## Exercise instructions
Copy all the records exactly, but keep the pictures out of your version.

## Data for analysis
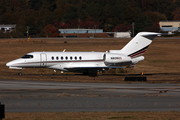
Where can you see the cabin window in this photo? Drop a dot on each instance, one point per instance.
(27, 56)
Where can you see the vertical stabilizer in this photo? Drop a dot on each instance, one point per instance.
(138, 45)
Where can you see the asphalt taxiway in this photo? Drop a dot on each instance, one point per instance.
(50, 96)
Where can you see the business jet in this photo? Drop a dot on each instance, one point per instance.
(88, 62)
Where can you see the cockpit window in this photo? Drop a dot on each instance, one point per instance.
(27, 56)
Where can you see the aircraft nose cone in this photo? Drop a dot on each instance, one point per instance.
(8, 64)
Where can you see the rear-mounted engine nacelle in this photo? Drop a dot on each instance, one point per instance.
(113, 59)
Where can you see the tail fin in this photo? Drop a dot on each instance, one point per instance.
(138, 45)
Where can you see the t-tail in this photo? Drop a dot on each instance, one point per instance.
(138, 45)
(132, 53)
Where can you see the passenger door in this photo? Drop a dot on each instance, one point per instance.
(43, 59)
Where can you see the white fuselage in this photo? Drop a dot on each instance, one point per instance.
(88, 62)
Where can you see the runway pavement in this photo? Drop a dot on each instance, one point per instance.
(49, 96)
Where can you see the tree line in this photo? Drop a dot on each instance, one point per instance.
(44, 17)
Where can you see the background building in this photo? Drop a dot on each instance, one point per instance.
(62, 31)
(7, 28)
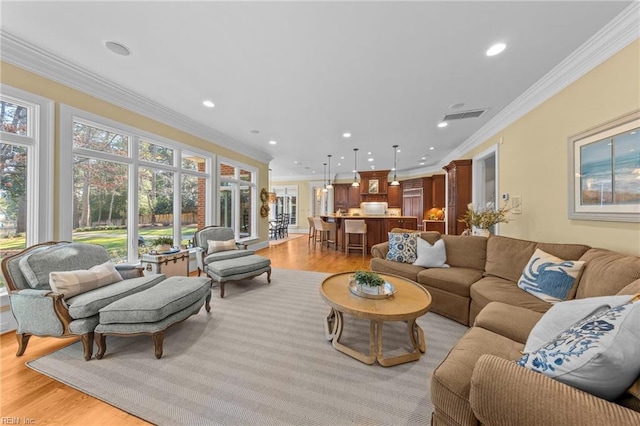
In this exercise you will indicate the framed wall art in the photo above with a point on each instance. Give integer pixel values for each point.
(604, 171)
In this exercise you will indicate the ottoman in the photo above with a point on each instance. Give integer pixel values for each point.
(153, 310)
(239, 268)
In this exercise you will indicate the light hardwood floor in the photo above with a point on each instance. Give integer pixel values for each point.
(27, 395)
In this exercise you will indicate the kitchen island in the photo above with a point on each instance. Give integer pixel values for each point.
(378, 227)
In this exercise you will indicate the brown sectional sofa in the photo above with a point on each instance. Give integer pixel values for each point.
(479, 382)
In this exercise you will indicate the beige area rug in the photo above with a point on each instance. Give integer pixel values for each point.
(259, 357)
(284, 240)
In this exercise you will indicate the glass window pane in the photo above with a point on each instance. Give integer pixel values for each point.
(193, 200)
(155, 153)
(627, 167)
(15, 118)
(226, 205)
(596, 173)
(100, 205)
(13, 198)
(227, 171)
(245, 211)
(88, 137)
(245, 175)
(155, 206)
(193, 162)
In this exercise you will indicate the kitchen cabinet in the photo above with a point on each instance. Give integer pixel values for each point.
(458, 195)
(394, 197)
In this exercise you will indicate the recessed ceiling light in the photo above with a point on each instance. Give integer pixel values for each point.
(495, 49)
(117, 48)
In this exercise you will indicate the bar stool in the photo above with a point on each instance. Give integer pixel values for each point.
(325, 229)
(355, 227)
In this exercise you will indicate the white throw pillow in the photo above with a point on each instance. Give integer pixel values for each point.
(548, 277)
(431, 256)
(72, 283)
(216, 246)
(565, 314)
(598, 355)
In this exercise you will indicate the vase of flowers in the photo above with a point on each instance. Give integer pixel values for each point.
(479, 220)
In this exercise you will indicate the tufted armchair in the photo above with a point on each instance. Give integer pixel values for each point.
(41, 311)
(208, 253)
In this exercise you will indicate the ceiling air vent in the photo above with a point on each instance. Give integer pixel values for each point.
(476, 113)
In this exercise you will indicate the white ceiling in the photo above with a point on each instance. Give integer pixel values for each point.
(303, 73)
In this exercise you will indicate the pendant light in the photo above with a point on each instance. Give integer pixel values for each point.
(395, 165)
(324, 181)
(355, 168)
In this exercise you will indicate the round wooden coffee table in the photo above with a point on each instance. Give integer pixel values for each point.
(410, 302)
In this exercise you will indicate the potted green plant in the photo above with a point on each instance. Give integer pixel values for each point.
(370, 280)
(163, 243)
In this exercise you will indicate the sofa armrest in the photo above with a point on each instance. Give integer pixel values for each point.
(380, 250)
(503, 393)
(507, 320)
(40, 312)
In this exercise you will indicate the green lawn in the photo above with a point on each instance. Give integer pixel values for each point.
(114, 240)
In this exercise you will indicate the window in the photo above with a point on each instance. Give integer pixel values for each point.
(26, 203)
(237, 198)
(127, 188)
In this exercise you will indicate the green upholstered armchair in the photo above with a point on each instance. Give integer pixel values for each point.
(41, 311)
(206, 254)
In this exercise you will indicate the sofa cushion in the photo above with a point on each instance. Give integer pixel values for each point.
(494, 289)
(385, 266)
(218, 246)
(466, 251)
(71, 283)
(453, 280)
(598, 354)
(88, 304)
(60, 257)
(507, 257)
(451, 381)
(230, 254)
(549, 277)
(402, 247)
(431, 255)
(606, 272)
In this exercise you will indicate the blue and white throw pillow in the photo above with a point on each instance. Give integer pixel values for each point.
(402, 247)
(598, 354)
(548, 277)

## Result below
Where can you see the cabin window in this photo? Drop a dot on each instance, one point per instance.
(27, 56)
Where can you see the vertical stabilizer in this photo? Drop a dot on each instance, one point per instance.
(138, 45)
Where can you see the asphalt taxiway in this photo? Drop a dot on each instance, one point per instance.
(50, 96)
Where can you see the business jet in this photo? Drop a dot on each instance, one point per instance.
(88, 62)
Where can you see the cockpit window in this photo? Drop a dot on each instance, one point per instance.
(27, 56)
Where can you see the aircraft nose cone in this photo? Drop a dot on each instance, one point per instance.
(8, 64)
Where can you see the rear-mounted engine nacelle in this photo? Drop a dot on each instance, one point per instance.
(113, 59)
Where can you see the tail fin in this photo? Drop a dot on each instance, one point per instance.
(138, 45)
Where can you see the t-tail in this photo? Drop a dot on each instance, one point per instance.
(138, 45)
(132, 53)
Where can you see the passenger door in this photo? Drop a dot on each instance, one point per instance.
(43, 59)
Where can you see the white fuselage in this photo? Drop a dot on each instance, one point per instance.
(88, 62)
Where can you see the runway pavement in this photo? Drop a dot on each instance, one point per instance.
(49, 96)
Where can you see the tree line in this photo? Drop a dot on each instance, one point per instance.
(44, 17)
Where can you see the background building in this photo? Drop a dot on each instance, one point per instance.
(62, 31)
(7, 28)
In this exercise you will indicate the framed wall art in the photo above with a point on each instance. Give integer pixel values for each point.
(604, 171)
In this exercise you will indicate the ottoman in the photo above with a point on each instance. Give integer pixel values for each point.
(153, 310)
(239, 268)
In this exercise you will indicate the light hardwood floor in the photo above with a point on each instance. Give integer pixel values for each point.
(27, 395)
In this exercise you will indicate the kitchen island in the photo above with a point on each instance. Give integer pixel values for each point.
(378, 227)
In this exercise you will indicate the brown sectional sofa in the photo above with a point on each instance. Give integer pixel values for each point.
(479, 382)
In this exercise you will indicate the beige area rug in the photo above with a point on each instance. Give integer pixel values for each point.
(259, 357)
(284, 240)
In this exercise you will indicate the glass window pane in the photo above with a point on each instance. Give integer pixel values for each point.
(193, 200)
(155, 153)
(627, 167)
(15, 118)
(226, 205)
(596, 173)
(100, 205)
(13, 198)
(227, 171)
(245, 211)
(88, 137)
(245, 175)
(155, 206)
(193, 162)
In this exercise you will indicate the kitchen cabinet in the photo above with a point on each instance. Give integer pixel values for each point.
(458, 195)
(394, 197)
In this exercise you will indicate the recessed ceiling light in the photo above with a point on each instance. Give integer pixel values for each point.
(495, 49)
(117, 48)
In this exercise you will indicate the bar stool in the photo above with a point on each instance. Give integer pixel values for each point.
(325, 229)
(355, 227)
In this exercise you will indicate the white throw pillow in the photo above with a point on each instance. Give integer pixel values for each point.
(548, 277)
(431, 256)
(72, 283)
(216, 246)
(565, 314)
(598, 355)
In this exercise you will indicate the vase of flowers in the photo above with a point on each instance. Give integer pixel values for each point.
(479, 220)
In this exercise you will indicate the tufted armchair in the photo above with a point on each instance. Give integer pixel values for each point.
(41, 311)
(208, 253)
In this exercise you will indicate the ceiling air vent in the photo above with a point on each instance. Give integer pixel values for each point.
(476, 113)
In this exercise you will indicate the white ceiling in the photo above with a point on each instance. Give integer pixel values for each point.
(303, 73)
In this exercise you will indicate the pendant light in the photo above with a point on each instance. Give integer pixel values for each point.
(395, 165)
(324, 181)
(355, 168)
In this exercise you will indicate the round wooden coffee table in the photo above with a point on each instance. Give integer pixel values for each point.
(410, 302)
In this exercise you will indicate the potted green plant in the photo above with a point on each instance. Give integer pixel values for each point.
(370, 280)
(163, 243)
In this exercise you will indicate the sofa armrest in the photo above with a point on each instance. Give integer pixel values for each point.
(380, 250)
(503, 393)
(507, 320)
(40, 312)
In this exercise you will indicate the green lawn in the photo above with a point on each instance. Give integer pixel values for each point.
(114, 240)
In this exercise you will indicate the window in the photo above with a point on each instance. Give integer pixel values for each point.
(26, 203)
(237, 198)
(127, 188)
In this exercise you will indicate the green upholstered armchair in the photo above with a point on each instance. Give integer pixel values for each point.
(41, 311)
(206, 254)
In this exercise you will indicate the sofa cushion in the photo above with a point on each instance. Give integer pixel values for each point.
(494, 289)
(385, 266)
(218, 246)
(466, 251)
(71, 283)
(453, 280)
(598, 354)
(88, 304)
(60, 257)
(507, 257)
(451, 381)
(230, 254)
(549, 277)
(402, 247)
(431, 255)
(606, 272)
In this exercise you will indicate the blue and white throw pillow in the photo above with a point on each instance. Give integer pixel values for each point.
(402, 247)
(598, 354)
(548, 277)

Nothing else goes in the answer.